━━ Entries supplied ━━

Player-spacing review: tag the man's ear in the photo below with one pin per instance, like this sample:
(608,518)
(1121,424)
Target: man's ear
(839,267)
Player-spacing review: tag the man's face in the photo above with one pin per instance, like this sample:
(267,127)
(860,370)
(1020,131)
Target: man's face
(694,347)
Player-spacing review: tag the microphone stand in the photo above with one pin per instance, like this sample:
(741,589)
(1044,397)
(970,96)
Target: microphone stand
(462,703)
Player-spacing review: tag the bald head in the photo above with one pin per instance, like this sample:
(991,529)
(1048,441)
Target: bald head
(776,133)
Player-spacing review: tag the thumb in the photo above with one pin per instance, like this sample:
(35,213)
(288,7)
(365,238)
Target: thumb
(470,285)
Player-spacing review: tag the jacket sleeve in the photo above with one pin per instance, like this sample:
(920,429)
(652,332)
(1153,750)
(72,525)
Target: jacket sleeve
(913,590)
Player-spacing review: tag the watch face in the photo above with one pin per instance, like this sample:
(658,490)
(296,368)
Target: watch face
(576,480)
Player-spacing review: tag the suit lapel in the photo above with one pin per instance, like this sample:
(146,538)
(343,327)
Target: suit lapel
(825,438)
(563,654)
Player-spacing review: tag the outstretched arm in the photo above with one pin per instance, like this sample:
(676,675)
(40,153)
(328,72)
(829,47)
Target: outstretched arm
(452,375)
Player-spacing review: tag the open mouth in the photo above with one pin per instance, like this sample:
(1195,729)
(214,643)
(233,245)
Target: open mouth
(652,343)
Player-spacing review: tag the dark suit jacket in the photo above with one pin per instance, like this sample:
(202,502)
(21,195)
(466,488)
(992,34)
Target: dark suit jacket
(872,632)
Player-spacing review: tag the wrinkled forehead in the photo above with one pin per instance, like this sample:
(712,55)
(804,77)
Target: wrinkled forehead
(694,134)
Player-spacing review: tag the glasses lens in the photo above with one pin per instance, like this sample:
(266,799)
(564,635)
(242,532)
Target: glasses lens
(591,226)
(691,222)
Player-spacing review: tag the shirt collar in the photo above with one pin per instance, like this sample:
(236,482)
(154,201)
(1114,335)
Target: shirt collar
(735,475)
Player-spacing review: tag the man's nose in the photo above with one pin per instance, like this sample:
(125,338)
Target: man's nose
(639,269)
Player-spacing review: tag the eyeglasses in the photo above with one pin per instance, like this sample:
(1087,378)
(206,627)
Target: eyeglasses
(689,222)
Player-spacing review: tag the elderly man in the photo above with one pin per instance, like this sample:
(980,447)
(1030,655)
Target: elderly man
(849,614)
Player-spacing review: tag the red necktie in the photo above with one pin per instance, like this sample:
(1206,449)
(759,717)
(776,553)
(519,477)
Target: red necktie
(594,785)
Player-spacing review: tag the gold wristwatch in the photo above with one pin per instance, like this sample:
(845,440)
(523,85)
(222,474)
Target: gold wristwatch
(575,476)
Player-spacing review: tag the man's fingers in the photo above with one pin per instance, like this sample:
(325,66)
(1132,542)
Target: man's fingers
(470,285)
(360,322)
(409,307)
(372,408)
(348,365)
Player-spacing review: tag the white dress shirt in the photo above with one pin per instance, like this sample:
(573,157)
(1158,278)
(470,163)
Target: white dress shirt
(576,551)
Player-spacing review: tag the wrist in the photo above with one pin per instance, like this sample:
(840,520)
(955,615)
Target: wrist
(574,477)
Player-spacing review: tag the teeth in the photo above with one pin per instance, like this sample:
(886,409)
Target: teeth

━━━

§ **Work to complete**:
Transcribe all of the data above verbatim, keeping every line in its original order.

§ **Expected answer**:
Player-spacing review: tag the man's ear in the photo below with one pin per instance, like this sample:
(608,518)
(1121,424)
Target: man's ear
(839,267)
Player-spacing review: tag the man's face in the photo above with one pin per instance, like this sample:
(267,127)
(860,370)
(1020,131)
Target: man's face
(694,347)
Player-spacing review: tag the microphone stand in the photo above with one pin per instance, like this sample:
(741,589)
(1044,397)
(970,96)
Target: microphone stand
(462,703)
Player-spacing review: tag the bald head in the photo above with one pin per instance, like this sample:
(991,529)
(1048,441)
Target: bald head
(776,133)
Player-spacing review: tag the thumb in the photo above with one pin per instance, like this sample:
(35,213)
(288,7)
(365,238)
Target: thumb
(470,285)
Player-spacing review: tag the jacket sleeve in the photo above with one pin per instance, like this sample:
(920,429)
(652,332)
(1153,750)
(72,525)
Target: jacket sleeve
(913,590)
Player-spacing review: tag the watch face in the photo above with one pin per instance, like this sample:
(658,490)
(296,368)
Target: watch face
(576,480)
Player-spacing review: tag the suit lapel in the photo above with one pin per instance, like this sample:
(146,538)
(343,327)
Target: suit lapel
(825,438)
(563,654)
Player-spacing review: tag the outstretched arm in the photo above with one pin per instance, like this sample:
(676,675)
(40,153)
(328,72)
(829,47)
Target: outstretched arm
(452,375)
Player-spacing review: tag the open mouth in the photo above with one pin per instance, like this sample:
(1195,729)
(214,643)
(233,245)
Target: open mouth
(652,343)
Player-spacing review: tag the dark suit jacket in the photo above with one pin per instance, like this sample:
(202,502)
(21,195)
(466,488)
(992,34)
Target: dark suit jacket
(872,632)
Player-spacing review: tag the wrinkled forehead in the photo above with one pin per instance, like this sample:
(712,55)
(804,77)
Target: wrinkled forehead
(694,134)
Player-spacing review: tag the glasses lens in the photo above with one pin per instance, like this sample:
(266,799)
(564,635)
(242,532)
Target: glasses lens
(591,226)
(691,222)
Player-spacing review: tag the shirt collar in the photo above with one pin per instance, like this sample:
(236,482)
(154,201)
(1114,335)
Target: shirt collar
(735,475)
Player-spacing review: tag the man's nose in the photo above with one pin per instance, like this sample:
(125,338)
Target: man's nose
(639,269)
Player-spacing review: tag the eyeglasses in the photo above with one pin per instance, like this sample:
(1087,378)
(206,627)
Target: eyeglasses
(689,222)
Player-spacing review: tag the elderly man in the photo above with one pin per instance, like this sample:
(980,447)
(1030,655)
Target: elderly man
(849,614)
Player-spacing review: tag the red necktie in the photo above with one pin per instance, like this sample:
(1206,449)
(759,717)
(776,553)
(519,477)
Target: red necktie
(594,785)
Player-spacing review: tag the gold wristwatch in the photo above with one pin per instance, like this sample:
(845,440)
(523,85)
(222,474)
Target: gold wristwatch
(575,476)
Player-spacing review: tag the man's fingers in the photo above with one pin per instance, like this sample:
(325,66)
(1132,542)
Target: man's fingers
(470,285)
(360,322)
(409,307)
(372,408)
(348,365)
Player-spacing review: tag the white dress shirt in the photo above with one pin per instance, like this sample:
(573,157)
(1158,278)
(470,163)
Target: white dress shirt
(576,551)
Player-spacing review: tag the wrist in the photo above with one pin per instance, like this sample:
(840,520)
(955,615)
Target: wrist
(574,477)
Player-spacing review: tag the teeth in the photo above with one pin per instance, like this sample:
(886,409)
Target: teeth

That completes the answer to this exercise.